=== SUPPLIED TEXT ===
^^^^^^^^^^^^^^^^

Section 4. Payment of Taxes. The Company will pay all taxes and fees, if
any, attributable to the initial issuance of the Warrants or the issuance of
Shares upon exercise of the Warrants; provided that the Company shall not be
required to pay any tax or fee which may be payable in respect of any secondary
transfer of the Warrants or such Shares.
Section 5. Mutilated or Missing Warrants. In case the certificate or
certificates evidencing any Warrants shall be mutilated, lost, stolen or
destroyed, the Company shall, at the request of the affected Warrantholder,
issue and deliver in exchange and substitution for and upon cancellation of the
mutilated certificate or certificates, or in lieu of and substitution for the
certificate or certificates lost, stolen or destroyed, a new Warrant certificate
or certificates of like tenor and representing an equivalent right or interest,
but only upon receipt of evidence satisfactory to the Company of the loss, theft
or destruction of such Warrant and, if requested, at the cost and expense of the
Warrantholder, a bond of indemnity in form and amount satisfactory to the
Company. Applicants for such substitute Warrants certificate shall also comply
with such other reasonable regulations as the Company may prescribe.

^^^^^^^^^^^^^^^^

(Rows from a pointing dataset)
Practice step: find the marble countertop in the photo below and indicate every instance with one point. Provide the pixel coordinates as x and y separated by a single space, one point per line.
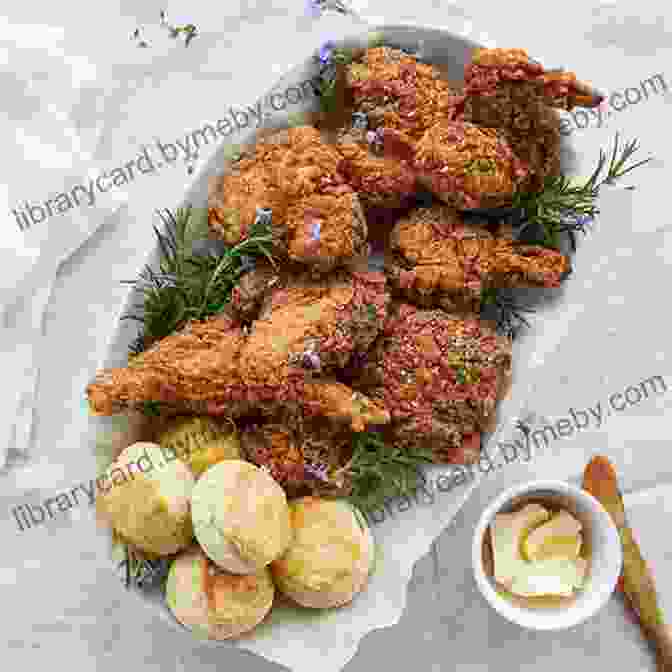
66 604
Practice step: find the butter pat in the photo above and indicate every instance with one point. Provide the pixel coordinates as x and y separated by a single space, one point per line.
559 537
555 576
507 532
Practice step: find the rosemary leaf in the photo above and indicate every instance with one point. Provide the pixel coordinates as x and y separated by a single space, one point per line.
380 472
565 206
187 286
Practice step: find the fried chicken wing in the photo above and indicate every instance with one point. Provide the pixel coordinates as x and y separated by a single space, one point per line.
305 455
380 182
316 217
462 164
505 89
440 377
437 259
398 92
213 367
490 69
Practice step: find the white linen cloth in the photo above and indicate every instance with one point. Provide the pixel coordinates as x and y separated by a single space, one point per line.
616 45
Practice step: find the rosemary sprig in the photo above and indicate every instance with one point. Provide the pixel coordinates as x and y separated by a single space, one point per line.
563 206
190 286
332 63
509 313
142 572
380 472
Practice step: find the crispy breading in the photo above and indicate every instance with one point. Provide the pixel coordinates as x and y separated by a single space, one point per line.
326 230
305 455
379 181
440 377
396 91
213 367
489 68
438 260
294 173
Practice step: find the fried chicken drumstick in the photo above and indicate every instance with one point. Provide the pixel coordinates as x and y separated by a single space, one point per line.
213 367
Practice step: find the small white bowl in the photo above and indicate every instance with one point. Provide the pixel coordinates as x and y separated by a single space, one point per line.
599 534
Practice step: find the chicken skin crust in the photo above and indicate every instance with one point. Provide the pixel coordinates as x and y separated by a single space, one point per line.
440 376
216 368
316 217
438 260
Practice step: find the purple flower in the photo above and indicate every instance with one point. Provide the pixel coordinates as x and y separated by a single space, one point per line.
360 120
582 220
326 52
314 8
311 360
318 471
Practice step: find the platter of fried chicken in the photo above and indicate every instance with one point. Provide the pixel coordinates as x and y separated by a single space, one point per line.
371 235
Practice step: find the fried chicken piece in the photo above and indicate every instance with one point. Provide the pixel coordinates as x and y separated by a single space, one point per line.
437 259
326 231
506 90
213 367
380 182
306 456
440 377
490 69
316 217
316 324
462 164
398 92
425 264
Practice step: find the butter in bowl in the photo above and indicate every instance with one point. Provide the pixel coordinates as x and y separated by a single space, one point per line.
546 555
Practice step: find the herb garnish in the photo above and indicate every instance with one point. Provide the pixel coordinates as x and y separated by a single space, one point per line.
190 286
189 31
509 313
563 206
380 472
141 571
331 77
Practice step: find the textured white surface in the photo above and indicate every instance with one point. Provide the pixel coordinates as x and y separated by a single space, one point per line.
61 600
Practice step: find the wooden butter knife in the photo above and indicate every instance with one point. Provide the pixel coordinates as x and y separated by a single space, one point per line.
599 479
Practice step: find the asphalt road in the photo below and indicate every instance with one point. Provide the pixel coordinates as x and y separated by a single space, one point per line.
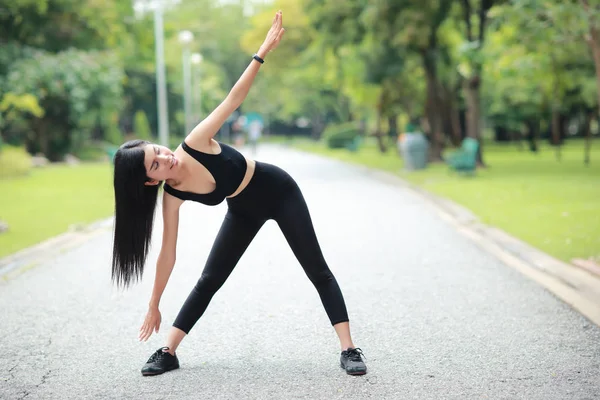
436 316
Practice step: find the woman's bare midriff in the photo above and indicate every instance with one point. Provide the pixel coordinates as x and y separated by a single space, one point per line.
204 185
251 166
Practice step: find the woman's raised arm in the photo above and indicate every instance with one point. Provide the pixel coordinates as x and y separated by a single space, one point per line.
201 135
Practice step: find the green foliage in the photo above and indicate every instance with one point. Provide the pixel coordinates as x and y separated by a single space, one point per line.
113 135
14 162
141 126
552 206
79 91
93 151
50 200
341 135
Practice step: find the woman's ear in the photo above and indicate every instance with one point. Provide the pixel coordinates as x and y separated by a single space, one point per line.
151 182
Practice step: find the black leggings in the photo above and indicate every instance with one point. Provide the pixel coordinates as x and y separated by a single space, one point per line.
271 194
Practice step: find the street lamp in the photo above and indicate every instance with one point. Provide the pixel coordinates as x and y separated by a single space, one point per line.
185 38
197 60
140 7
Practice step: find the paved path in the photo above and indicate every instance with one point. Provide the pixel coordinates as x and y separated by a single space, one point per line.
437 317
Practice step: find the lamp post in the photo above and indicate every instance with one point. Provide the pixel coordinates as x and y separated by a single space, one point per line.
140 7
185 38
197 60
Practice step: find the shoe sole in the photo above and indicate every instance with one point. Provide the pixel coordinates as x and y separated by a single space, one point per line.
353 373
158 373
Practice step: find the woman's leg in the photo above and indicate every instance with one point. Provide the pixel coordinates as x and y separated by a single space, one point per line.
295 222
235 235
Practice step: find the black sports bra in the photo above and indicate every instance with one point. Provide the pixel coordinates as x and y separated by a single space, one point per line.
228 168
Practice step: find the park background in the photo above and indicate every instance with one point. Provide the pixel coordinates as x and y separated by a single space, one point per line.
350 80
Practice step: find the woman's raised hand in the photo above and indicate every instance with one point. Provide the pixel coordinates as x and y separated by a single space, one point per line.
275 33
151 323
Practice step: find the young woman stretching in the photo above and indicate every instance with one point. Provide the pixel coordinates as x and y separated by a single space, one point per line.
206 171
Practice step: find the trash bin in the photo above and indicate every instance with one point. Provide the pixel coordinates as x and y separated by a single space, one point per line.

^^^^^^^^^^^^^^^^

=== EXERCISE SET ===
- A) Please extract the stretch of the warrant text from "Section 4. Payment" through "or such Shares.", word for word.
- B) Answer these questions from the warrant text:
(i) Which tax or fee is the Company not required to pay under Section 4?
(ii) Under Section 5, at whose cost and expense is a bond of indemnity provided, if requested?
(iii) What else must applicants for a substitute Warrant certificate comply with?

=== RESULTS BY TASK ===
- A)
Section 4. Payment of Taxes. The Company will pay all taxes and fees, if
any, attributable to the initial issuance of the Warrants or the issuance of
Shares upon exercise of the Warrants; provided that the Company shall not be
required to pay any tax or fee which may be payable in respect of any secondary
transfer of the Warrants or such Shares.

- B)
(i) Any tax or fee payable in respect of any secondary transfer of the Warrants or such Shares.
(ii) The Warrantholder's.
(iii) Such other reasonable regulations as the Company may prescribe.